Extracted data entries
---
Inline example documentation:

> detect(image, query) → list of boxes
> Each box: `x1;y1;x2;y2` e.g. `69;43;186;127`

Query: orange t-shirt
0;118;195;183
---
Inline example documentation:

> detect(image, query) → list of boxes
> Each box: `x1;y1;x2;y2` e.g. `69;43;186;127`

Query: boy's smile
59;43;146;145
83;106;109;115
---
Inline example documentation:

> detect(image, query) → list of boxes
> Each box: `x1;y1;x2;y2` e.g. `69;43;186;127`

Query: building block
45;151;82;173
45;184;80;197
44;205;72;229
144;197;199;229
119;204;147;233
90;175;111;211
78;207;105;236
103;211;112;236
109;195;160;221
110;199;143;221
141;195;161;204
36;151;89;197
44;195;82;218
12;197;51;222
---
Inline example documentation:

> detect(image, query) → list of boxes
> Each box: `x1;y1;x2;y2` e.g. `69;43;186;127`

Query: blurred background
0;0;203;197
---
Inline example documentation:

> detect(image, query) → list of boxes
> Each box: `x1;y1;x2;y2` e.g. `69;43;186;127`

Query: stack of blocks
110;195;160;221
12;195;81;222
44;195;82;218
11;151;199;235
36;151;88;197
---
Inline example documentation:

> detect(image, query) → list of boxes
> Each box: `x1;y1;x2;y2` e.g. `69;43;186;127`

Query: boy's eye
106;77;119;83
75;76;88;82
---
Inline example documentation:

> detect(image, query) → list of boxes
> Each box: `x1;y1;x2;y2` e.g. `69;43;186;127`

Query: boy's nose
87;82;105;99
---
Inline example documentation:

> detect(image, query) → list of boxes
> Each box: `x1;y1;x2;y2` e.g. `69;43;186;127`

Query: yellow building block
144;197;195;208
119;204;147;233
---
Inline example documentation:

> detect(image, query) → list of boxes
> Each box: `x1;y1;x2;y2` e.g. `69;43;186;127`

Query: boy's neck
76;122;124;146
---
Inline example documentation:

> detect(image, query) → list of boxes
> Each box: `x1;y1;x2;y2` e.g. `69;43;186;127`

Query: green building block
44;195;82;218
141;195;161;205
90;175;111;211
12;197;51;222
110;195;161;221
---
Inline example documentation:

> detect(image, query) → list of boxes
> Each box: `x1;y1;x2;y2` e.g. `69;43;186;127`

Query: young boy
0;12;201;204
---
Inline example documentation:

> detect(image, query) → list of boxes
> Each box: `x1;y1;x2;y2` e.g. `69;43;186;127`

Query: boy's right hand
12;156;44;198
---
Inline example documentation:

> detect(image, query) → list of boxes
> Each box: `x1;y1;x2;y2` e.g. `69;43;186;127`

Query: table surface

== WHAT YOU ARE ASKED TO DO ==
Reproduce the data in its entirety, matching each character.

== EXERCISE OUTPUT ==
---
Inline example documentation:

> detect(image, query) → list of boxes
> Each box: `x1;y1;x2;y2` e.g. `69;43;186;127`

Query: orange t-shirt
0;118;195;183
---
Inline example documentation:

> detect(image, query) → list of boxes
> Each box: `x1;y1;x2;y2` e.g. `69;43;186;127`

Query: boy's smile
59;43;146;145
83;106;109;115
---
Inline example documentation:

> detect(image, query) → list of boxes
> Each box: `x1;y1;x2;y2` e.g. `69;43;186;127`

Query: building block
45;151;82;173
45;184;80;197
44;205;72;229
144;197;199;229
119;204;147;233
90;175;111;211
78;207;105;236
103;211;112;236
109;195;160;221
110;199;143;221
141;195;161;204
36;151;89;197
44;195;82;218
12;197;51;222
---
Inline example documentation:

> detect(image, query) → list of boxes
> Each box: `x1;y1;x2;y2` e.g. `69;43;186;127`

Query: blurred background
0;0;203;197
---
Inline example documentation:

> detect(image, query) → list of boxes
> Each box: `x1;y1;x2;y2` e.g. `69;43;186;127`

Query: stack of blocks
110;195;160;221
12;195;81;222
44;195;82;218
11;151;199;235
36;151;88;197
---
Inline example documentation:

> detect(image, query) → list of boxes
> Each box: `x1;y1;x2;y2` e.g. `69;43;186;127`

Query: boy's eye
106;77;119;83
75;76;88;82
---
Inline example documentation:

> detect(image, query) → list of boxes
> Each box: `x1;y1;x2;y2` e.g. `69;43;186;127`

Query: boy's nose
87;82;105;99
---
Inline example documentation:

> detect(image, query) → list of boxes
> Each box: `x1;y1;x2;y2` e.g. `69;43;186;127`

Query: yellow building block
144;197;195;208
119;204;147;233
---
Inline example documentation:

> detect(image, query) → list of boxes
> Each box: `x1;y1;x2;y2` e.g. `69;43;186;127`

Query: boy's neck
76;122;124;146
---
Inline example documentation:

> detect(image, query) → list of boxes
> Each box: `x1;y1;x2;y2` e.g. `69;43;186;127`

Query: green building block
44;195;82;218
141;195;161;205
90;175;111;211
12;197;51;222
110;195;161;221
---
Inline example documentation:

> detect(image, query) → list of boxes
> Each box: `x1;y1;x2;y2` e.g. `69;43;186;127`

Query: young boy
0;12;201;204
---
Inline example documentation:

> detect(image, query) → list of boxes
> Each box: `x1;y1;x2;y2` e.g. `69;43;186;127`

Query: boy's right hand
12;156;44;198
---
Inline example documentation:

> detect(image, query) → list of boxes
> Each box: `x1;y1;x2;y2` e.g. `69;43;186;127`

Query: table surface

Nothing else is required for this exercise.